### Required work
a. According to the passage on buying land for development, how many units per acre does estate zoning usually allow?
b. Pick up the passage on buying land for development after its last sentence and keep writing it.

### Provided passage
• • • • • • •
Building contractors, and builders in rural areas in particular, often find themselves with the opportunity to develop parcels of land. The prospect of becoming a developer brings both greater risks and potentially higher rewards.
Builders looking to purchase parcels for development should understand some fine points of the real estate trade, and are well advised to look carefully at local future use plans, zoned density, and access. In addition, they should understand techniques such as “flipping” that can lower up-front costs by selling purchase rights for zoned property.
In general, land is at a premium these days, since demand is rising while the supply remains fixed. But prices around the country are not rising at the same rate; local level economic factors ultimately determine prices. Since a good portion of the overall cost of a development is tied to the dirt it sits on, it’s important to understand the value of the land and to make sure that you’re getting a good price from the seller. There are a number of means to this end.
For starters, it helps to begin your search for land by selecting a community with a “future use” plan. Then you can see if the available land fits your development vision. The city officials may have ideas already in place for residential, retail, industrial manufacturing, open space, parks, and so on. If they have a plan and you fit their criteria, then it becomes almost a rubber stamp process from start to finish in the zoning and annexation of the property. If they don’t have a plan, then you may very well become the visionary pioneer in the development of the property.
Each new development can be well received if it is a win-win situation for all parties involved. If they have a plan and you don’t fit, you will have an uphill battle to get your subdivision approved. Again, the win-win procedure is the best course of action to take. If you think your plan is more suitable, you will need to bring other people on board that may be affected by the development, such as the school, park, fire, and police districts. Once there’s a consensus that backs your proposal, you will sway the vote in your favor.
Access to your development — or lack thereof — will be the next issue to consider when looking at potential land purchases. If you’re looking to build a retail store, your proximity to a main highway and the ease of getting on and off will be key. Residential developments also benefit from being near highways but your exact location is much more sensitive. Homeowners generally prefer to be relatively close to major roads for their daily commutes but no one wants it running through their backyard.
If residential development is your plan, then the zoned density will be a major factor in the price per acre. If your goal is to squeeze in eight homes per acre, you may be willing to pay between $7,500 and $12,500 per home site. This could translate into a price per acre of $60,000 to $100,000. If there is an “estate” type of zoning for the land, then the value would be substantially lower, since estate zoning is usually only 1 to 1.8 units per acre, or a value substantially less at $7,500 per acre to $22,500 per acre. It all comes back to the future use plan for the community, which will hold the pertinent information on the planned density.
• • • • • • •
(Dataset rows)
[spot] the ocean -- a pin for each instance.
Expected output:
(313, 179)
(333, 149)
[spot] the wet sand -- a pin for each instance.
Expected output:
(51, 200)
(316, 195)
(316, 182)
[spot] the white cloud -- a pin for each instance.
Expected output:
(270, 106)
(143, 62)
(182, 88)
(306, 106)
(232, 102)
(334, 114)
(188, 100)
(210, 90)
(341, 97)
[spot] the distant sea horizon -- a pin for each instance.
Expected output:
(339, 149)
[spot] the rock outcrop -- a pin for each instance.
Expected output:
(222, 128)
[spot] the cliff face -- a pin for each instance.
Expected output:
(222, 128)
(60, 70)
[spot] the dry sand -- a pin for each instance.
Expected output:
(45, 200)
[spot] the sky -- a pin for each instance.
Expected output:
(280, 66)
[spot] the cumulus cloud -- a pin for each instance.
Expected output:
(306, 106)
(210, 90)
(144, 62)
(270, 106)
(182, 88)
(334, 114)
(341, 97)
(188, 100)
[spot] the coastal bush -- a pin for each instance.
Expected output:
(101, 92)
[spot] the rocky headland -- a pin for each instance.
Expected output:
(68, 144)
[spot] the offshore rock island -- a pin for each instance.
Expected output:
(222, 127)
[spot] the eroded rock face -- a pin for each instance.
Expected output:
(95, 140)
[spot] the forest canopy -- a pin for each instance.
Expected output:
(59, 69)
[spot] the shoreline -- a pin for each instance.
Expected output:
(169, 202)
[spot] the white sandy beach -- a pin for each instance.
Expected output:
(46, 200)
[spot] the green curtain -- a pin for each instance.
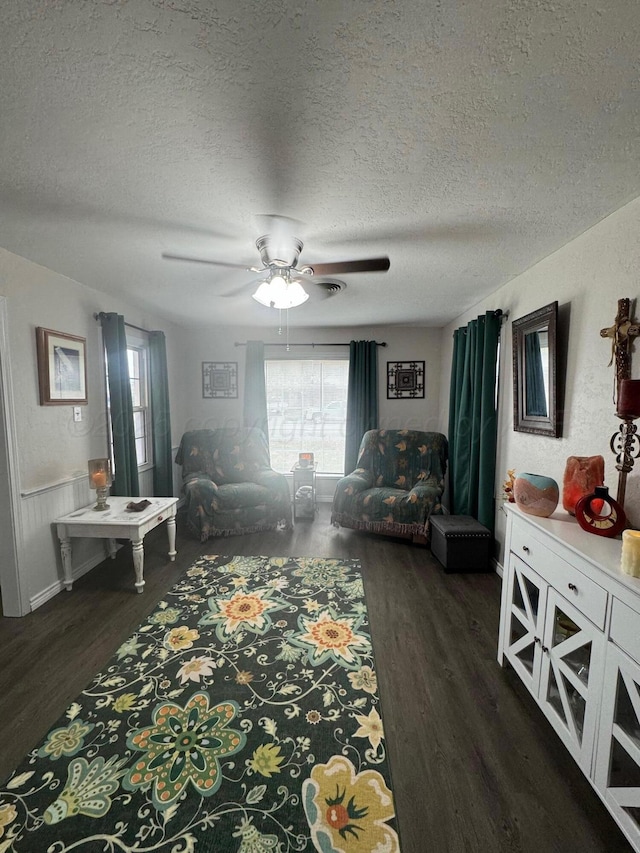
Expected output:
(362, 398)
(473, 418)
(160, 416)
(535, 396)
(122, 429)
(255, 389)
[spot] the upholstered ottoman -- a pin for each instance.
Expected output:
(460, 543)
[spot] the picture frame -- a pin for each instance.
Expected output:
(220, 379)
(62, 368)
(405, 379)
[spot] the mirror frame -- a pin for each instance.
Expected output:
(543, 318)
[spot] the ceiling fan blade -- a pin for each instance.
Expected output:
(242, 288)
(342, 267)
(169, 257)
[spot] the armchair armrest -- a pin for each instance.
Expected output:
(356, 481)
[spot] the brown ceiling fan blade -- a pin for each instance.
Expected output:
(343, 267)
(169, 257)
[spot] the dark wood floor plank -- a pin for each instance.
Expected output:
• • • • • • •
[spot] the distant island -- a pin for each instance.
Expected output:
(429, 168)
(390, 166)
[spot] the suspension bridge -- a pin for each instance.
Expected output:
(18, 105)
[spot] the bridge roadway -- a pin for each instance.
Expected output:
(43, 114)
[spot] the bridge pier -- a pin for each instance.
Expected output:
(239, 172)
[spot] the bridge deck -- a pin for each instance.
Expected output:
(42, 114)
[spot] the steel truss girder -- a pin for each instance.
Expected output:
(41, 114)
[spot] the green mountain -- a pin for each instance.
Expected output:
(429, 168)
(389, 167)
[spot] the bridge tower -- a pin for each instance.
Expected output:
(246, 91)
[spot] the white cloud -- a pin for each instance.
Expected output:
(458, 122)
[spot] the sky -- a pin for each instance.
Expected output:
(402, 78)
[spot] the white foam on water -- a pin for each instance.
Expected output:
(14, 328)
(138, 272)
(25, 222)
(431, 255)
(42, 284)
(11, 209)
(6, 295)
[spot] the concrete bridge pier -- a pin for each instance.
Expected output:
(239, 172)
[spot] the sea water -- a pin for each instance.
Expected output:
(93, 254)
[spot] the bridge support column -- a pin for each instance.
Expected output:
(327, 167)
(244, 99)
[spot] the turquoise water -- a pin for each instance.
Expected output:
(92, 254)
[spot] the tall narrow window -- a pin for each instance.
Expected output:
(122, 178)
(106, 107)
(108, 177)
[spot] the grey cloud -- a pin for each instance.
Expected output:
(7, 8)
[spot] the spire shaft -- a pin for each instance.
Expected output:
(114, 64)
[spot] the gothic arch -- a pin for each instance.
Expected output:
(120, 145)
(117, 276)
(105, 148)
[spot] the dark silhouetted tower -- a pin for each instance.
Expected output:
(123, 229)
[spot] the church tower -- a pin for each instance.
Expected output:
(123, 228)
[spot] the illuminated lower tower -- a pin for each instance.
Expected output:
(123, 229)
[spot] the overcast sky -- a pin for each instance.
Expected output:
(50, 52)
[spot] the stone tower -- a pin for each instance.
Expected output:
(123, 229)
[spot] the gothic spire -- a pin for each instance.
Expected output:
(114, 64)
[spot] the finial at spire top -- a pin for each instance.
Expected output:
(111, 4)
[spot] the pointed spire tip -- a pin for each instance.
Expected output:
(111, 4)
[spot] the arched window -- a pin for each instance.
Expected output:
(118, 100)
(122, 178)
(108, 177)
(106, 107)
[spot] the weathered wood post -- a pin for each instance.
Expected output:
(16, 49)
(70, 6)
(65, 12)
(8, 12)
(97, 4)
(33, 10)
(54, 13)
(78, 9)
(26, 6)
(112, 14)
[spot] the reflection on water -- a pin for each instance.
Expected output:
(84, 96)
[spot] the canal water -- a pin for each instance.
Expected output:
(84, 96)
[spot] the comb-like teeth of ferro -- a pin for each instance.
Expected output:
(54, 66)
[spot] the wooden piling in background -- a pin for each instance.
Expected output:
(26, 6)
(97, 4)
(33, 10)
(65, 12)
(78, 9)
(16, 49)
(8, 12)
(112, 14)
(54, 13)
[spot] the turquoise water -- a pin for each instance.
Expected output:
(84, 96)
• • • • • • •
### Task-by-task outputs
a. Usually 1 to 1.8 units per acre.

b.
Availability is the next factor to consider. What is already in place? What is required? What needs to be added to suit the development, whether it’s residential, commercial, or industrial? Density is an issue again here. Residential developments, like subdivisions, may require sewer services if the homes are tightly packed. The most cost-effective approach would be to select land based on the availability of utilities, rather than purchase land and then go back and run electrical, water, and sewer. Land without those services, or any lesser combination of the three, will carry less value and could still be a good financial deal for you if you can work within the parameters. Remember that running roads, water lines, and sewer services have a basic cost per foot. Whether you have one house per 200 feet of frontage or three, the costs are going to be relatively the same. The development cost per lot with more lots will be lower.
If the community is contemplating expansion of its sewer services, this procedure can take years to complete. In one instance, a fast growing community in the southwest suburbs of Chicago did not plan adequately and ran out of sewer capacity. It took city officials three years to get themselves back on track.
That’s the dirt on buying land for residential purposes. But what if your aspirations lie in the commercial sector? Let’s talk numbers to start.
Land suitable for commercial development is generally priced from $2.50 per square foot up to $8 per square foot. Since there are 43,560 square feet in an acre, that correlates to a price per acre of approximately $100,000 to just under $350,000. The local economy and the old-fashioned supply and demand curve for land will dictate exact prices, but you can see how the price per square foot adds up quickly.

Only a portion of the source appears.